University of Chicago scientists say they still hope that the U.S. Department of Energy will decide to build the $1 billion Rare Isotope Accelerator in Illinois, despite a $2.7 million cut in preliminary funding for the accelerator in this year's DOE budget.
"The Rare Isotope Accelerator provides an extraordinary opportunity to plumb fundamental issues about the origin of our universe as well as to develop the technology base of the nation," said Thomas Rosenbaum, the University of Chicago's Vice President for Research and for Argonne National Laboratory.
RIA was a priority in a 2003 DOE study, but in the current budget climate the department has asked its Nuclear Science Advisory Committee to reconsider its science facilities priorities over the next four months.
The University is developing a proposal to the DOE to build the accelerator at Argonne in south-suburban Chicago. When built, the new accelerator will be based on technology that Argonne played a key role in developing, said Robert Rosner, Argonne's Chief Scientist and the William Wrather Distinguished Service Professor in Astronomy & Astrophysics at the University of Chicago.

Natural-language object grounding data
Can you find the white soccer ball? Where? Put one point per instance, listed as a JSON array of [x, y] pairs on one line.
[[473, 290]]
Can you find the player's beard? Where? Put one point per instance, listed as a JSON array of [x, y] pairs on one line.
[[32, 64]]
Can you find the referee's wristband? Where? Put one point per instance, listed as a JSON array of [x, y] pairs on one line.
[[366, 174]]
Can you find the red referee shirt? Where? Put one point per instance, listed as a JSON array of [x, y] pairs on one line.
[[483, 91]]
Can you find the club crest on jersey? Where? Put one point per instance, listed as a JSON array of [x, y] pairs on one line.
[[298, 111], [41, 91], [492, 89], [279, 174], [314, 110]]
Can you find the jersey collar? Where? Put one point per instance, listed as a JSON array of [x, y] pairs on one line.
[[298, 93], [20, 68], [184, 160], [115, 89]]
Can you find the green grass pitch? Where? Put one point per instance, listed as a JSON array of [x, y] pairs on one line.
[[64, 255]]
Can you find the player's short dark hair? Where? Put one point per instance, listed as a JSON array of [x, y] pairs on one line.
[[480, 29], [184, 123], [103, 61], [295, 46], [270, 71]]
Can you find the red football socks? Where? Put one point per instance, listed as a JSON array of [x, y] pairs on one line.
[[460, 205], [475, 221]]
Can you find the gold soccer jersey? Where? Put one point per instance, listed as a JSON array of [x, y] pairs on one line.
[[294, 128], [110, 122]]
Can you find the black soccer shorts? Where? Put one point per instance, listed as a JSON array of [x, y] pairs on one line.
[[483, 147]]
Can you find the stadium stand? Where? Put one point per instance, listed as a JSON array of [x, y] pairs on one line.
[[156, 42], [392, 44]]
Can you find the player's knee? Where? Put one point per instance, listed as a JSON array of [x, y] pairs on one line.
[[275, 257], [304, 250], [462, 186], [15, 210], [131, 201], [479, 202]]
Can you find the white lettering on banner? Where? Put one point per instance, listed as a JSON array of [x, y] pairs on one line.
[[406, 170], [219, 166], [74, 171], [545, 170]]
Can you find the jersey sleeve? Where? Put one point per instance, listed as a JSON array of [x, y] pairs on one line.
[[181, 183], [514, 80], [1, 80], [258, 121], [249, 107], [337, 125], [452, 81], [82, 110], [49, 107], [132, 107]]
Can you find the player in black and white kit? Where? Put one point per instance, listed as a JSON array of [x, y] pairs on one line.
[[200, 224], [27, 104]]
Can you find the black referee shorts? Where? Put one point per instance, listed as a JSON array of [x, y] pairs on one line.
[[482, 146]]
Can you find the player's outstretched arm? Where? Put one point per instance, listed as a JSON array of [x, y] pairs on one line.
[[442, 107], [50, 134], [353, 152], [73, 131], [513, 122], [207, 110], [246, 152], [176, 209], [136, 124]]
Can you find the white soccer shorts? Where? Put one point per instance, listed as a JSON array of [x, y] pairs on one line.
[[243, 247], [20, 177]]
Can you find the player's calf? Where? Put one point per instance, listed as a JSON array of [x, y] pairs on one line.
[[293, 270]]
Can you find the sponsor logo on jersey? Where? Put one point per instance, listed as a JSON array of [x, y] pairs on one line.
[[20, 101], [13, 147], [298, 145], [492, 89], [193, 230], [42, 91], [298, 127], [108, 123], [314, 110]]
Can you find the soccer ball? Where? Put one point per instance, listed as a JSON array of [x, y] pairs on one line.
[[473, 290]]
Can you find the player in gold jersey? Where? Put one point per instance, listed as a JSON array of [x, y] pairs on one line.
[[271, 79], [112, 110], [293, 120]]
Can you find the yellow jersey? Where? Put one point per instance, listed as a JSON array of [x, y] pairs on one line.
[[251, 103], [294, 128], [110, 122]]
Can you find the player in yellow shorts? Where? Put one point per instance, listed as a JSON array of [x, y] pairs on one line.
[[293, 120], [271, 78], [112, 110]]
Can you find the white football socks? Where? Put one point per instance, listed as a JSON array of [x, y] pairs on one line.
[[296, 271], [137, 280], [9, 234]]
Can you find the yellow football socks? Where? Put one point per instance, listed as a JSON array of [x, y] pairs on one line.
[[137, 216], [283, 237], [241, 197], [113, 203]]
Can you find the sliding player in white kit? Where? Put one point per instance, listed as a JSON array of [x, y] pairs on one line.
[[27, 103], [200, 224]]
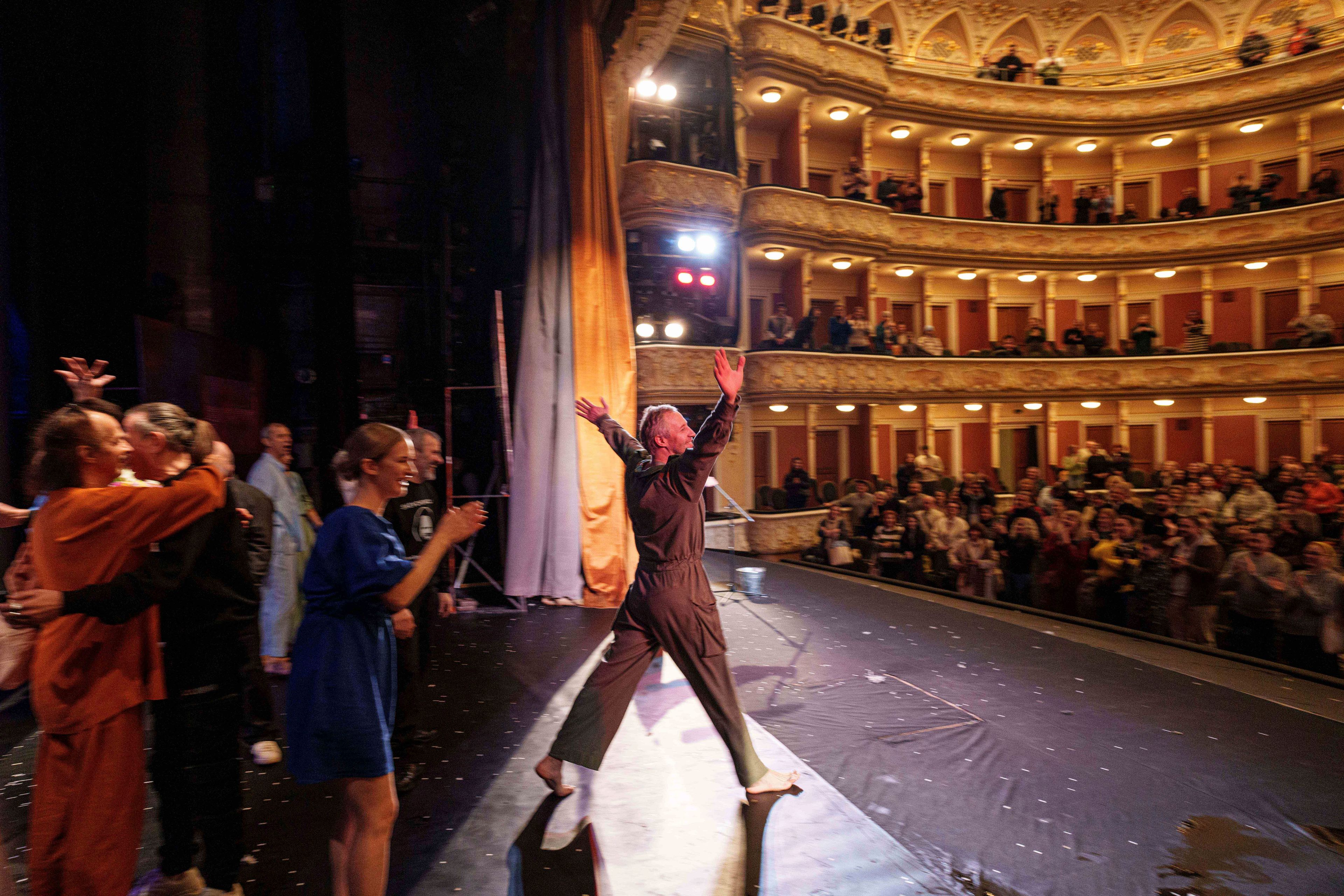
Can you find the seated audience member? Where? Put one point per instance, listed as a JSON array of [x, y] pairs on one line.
[[1259, 582], [1326, 184], [1253, 50], [806, 332], [1189, 205], [798, 485], [1010, 65], [1318, 327], [839, 328], [889, 191], [1143, 335], [975, 562], [1050, 66], [1195, 565], [855, 182], [929, 343], [779, 328], [1094, 340], [1195, 332], [1315, 596], [1083, 205]]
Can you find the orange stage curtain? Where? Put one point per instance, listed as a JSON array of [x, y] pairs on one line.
[[604, 339]]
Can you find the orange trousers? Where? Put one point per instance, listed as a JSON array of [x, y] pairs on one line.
[[88, 808]]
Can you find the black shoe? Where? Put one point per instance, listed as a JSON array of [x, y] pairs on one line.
[[409, 777]]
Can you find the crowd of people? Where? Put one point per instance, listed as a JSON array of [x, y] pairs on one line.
[[853, 332], [151, 575], [1214, 554]]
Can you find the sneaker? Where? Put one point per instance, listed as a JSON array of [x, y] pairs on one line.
[[265, 753], [190, 883]]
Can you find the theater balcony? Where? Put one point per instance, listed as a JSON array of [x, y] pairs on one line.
[[779, 49], [685, 374], [795, 218]]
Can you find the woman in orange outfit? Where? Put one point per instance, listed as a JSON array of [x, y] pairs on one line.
[[89, 680]]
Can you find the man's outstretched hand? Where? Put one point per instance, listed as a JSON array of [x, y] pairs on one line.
[[729, 379], [589, 412]]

» EXERCISE OBJECTIVE
From the Rare Isotope Accelerator article above, quote the part starting with "University of Chicago scientists" and going on through "Argonne National Laboratory.".

» FINISHED TASK
University of Chicago scientists say they still hope that the U.S. Department of Energy will decide to build the $1 billion Rare Isotope Accelerator in Illinois, despite a $2.7 million cut in preliminary funding for the accelerator in this year's DOE budget.
"The Rare Isotope Accelerator provides an extraordinary opportunity to plumb fundamental issues about the origin of our universe as well as to develop the technology base of the nation," said Thomas Rosenbaum, the University of Chicago's Vice President for Research and for Argonne National Laboratory.